begin Recorded information
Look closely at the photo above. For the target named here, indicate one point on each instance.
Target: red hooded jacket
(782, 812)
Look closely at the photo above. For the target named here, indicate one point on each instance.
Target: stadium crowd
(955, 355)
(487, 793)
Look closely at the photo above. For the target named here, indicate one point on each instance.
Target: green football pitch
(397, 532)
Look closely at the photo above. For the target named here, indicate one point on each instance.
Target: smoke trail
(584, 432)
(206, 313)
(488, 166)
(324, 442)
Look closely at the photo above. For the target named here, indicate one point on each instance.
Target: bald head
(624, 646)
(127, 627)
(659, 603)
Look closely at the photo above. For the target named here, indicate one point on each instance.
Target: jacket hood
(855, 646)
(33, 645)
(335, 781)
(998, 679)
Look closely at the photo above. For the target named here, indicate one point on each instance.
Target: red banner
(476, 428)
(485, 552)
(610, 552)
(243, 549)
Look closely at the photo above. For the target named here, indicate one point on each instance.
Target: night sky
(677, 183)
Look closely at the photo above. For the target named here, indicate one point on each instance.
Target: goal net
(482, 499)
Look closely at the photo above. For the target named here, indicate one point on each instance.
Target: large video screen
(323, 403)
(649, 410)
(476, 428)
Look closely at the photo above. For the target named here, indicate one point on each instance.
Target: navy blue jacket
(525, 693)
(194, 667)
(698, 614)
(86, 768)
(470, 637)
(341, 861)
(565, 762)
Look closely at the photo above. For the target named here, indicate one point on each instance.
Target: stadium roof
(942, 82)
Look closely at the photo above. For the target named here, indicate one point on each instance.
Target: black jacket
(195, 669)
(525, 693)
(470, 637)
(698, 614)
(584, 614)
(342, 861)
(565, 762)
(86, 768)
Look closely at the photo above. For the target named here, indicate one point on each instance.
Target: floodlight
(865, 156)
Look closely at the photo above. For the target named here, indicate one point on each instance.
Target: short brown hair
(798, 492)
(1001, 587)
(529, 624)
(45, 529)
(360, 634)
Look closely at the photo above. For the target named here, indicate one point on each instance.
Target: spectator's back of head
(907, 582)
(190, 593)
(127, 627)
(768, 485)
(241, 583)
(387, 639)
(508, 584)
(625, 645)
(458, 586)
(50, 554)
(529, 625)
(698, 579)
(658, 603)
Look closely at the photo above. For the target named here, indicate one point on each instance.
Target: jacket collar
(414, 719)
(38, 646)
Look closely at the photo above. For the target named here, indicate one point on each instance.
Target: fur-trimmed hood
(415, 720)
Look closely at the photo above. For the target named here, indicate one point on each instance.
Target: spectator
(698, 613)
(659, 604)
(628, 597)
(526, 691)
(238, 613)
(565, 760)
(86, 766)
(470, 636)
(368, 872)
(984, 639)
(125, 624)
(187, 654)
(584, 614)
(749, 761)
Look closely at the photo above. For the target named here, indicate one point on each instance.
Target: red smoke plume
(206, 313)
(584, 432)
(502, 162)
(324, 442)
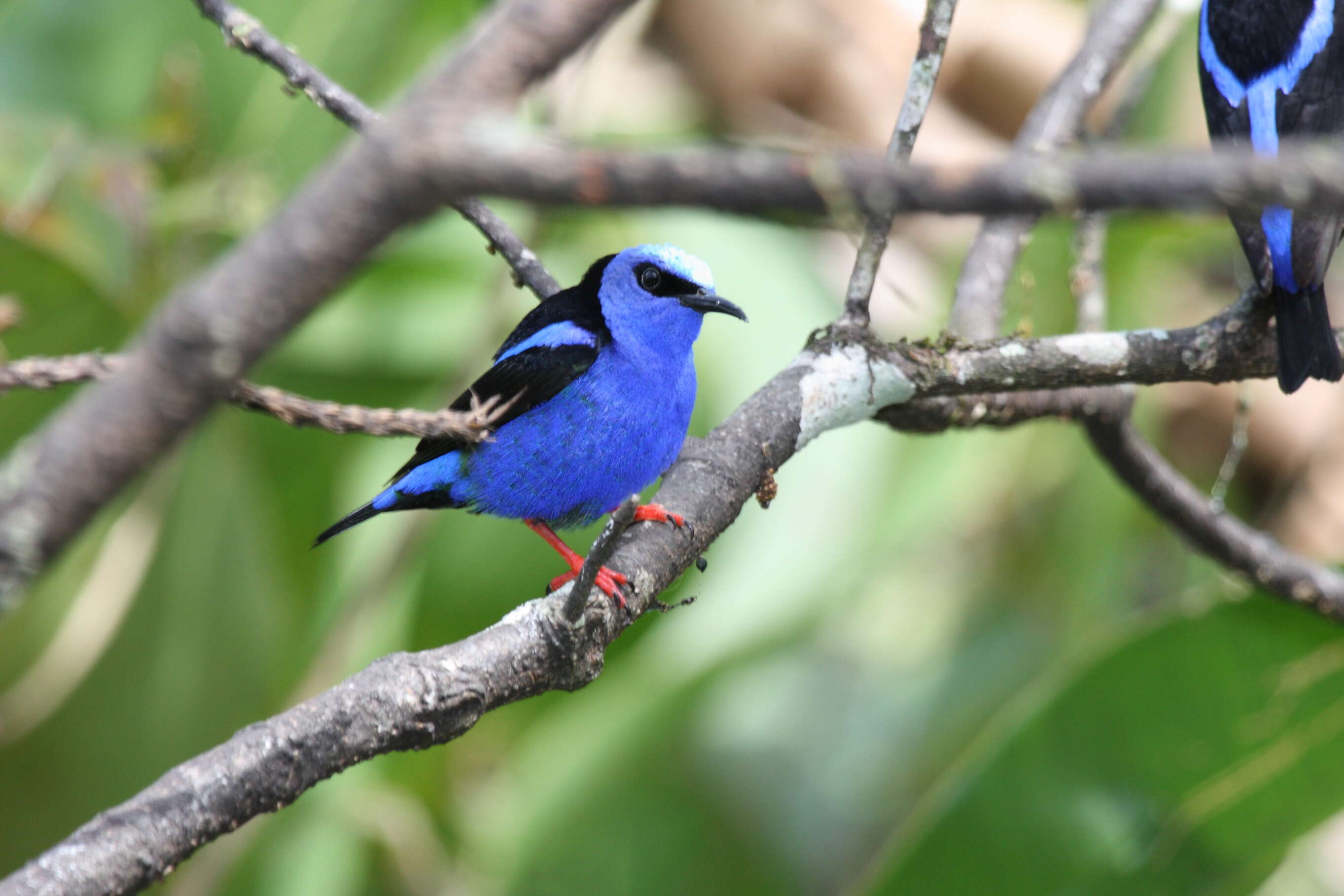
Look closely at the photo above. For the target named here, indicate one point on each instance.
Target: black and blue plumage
(602, 382)
(1272, 69)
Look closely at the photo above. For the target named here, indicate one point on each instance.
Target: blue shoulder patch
(554, 335)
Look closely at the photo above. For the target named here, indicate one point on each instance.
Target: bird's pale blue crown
(654, 299)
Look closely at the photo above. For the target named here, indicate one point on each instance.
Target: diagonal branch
(924, 75)
(410, 702)
(288, 407)
(212, 331)
(1219, 535)
(1056, 121)
(244, 32)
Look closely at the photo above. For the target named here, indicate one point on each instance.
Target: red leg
(658, 513)
(606, 579)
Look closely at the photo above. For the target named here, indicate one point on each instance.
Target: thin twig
(1086, 279)
(924, 77)
(754, 182)
(288, 407)
(244, 32)
(1056, 121)
(1236, 450)
(1219, 535)
(601, 551)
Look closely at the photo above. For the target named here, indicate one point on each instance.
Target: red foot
(609, 581)
(658, 513)
(606, 579)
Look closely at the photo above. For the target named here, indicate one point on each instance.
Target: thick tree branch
(601, 551)
(210, 332)
(244, 32)
(409, 702)
(1002, 410)
(924, 77)
(288, 407)
(1056, 121)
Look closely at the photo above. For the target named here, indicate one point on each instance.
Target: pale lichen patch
(846, 386)
(1105, 350)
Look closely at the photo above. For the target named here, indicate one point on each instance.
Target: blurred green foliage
(955, 664)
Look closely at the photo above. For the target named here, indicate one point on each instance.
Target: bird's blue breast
(608, 434)
(1261, 95)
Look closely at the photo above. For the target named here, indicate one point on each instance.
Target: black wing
(534, 375)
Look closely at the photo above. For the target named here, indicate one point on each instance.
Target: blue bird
(1271, 71)
(601, 378)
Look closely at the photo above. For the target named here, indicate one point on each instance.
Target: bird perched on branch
(601, 383)
(1272, 71)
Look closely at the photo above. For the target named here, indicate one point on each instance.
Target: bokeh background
(968, 663)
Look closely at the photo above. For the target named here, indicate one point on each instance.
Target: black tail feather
(353, 519)
(1307, 343)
end Recorded information
Written instruction: Return every line of the entries above that contains the word "patch".

Output of the task:
Target: blue shoulder patch
Target: pale lichen patch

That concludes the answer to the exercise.